- INPUT ROWS -
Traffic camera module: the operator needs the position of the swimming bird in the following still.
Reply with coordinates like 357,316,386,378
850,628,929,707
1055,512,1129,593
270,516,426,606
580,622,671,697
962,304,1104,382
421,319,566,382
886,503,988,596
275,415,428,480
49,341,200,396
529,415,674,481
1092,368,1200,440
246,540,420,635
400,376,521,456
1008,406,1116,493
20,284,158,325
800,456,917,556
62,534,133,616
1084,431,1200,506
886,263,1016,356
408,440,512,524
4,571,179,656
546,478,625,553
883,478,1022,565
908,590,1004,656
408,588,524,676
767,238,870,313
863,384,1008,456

- TASK INSTRUCTIONS -
Output every line of the material above without altering a character, keeping the original order.

- EXPECTED ANSWER -
Traffic camera module: the operator needs the position of the swimming bird in the following still.
Reply with coordinates like 357,316,386,378
850,628,929,707
1055,512,1129,593
270,516,426,606
580,622,671,697
962,304,1104,382
421,319,566,382
886,503,988,596
275,415,428,480
49,341,200,396
529,415,674,481
1092,368,1200,440
246,540,420,635
400,376,521,456
1008,406,1116,493
20,284,158,325
800,456,917,556
62,534,133,616
1084,431,1200,506
886,263,1016,356
408,440,512,524
4,571,179,656
546,478,625,553
883,478,1022,565
908,590,1004,656
408,588,524,676
767,238,870,313
863,384,1008,456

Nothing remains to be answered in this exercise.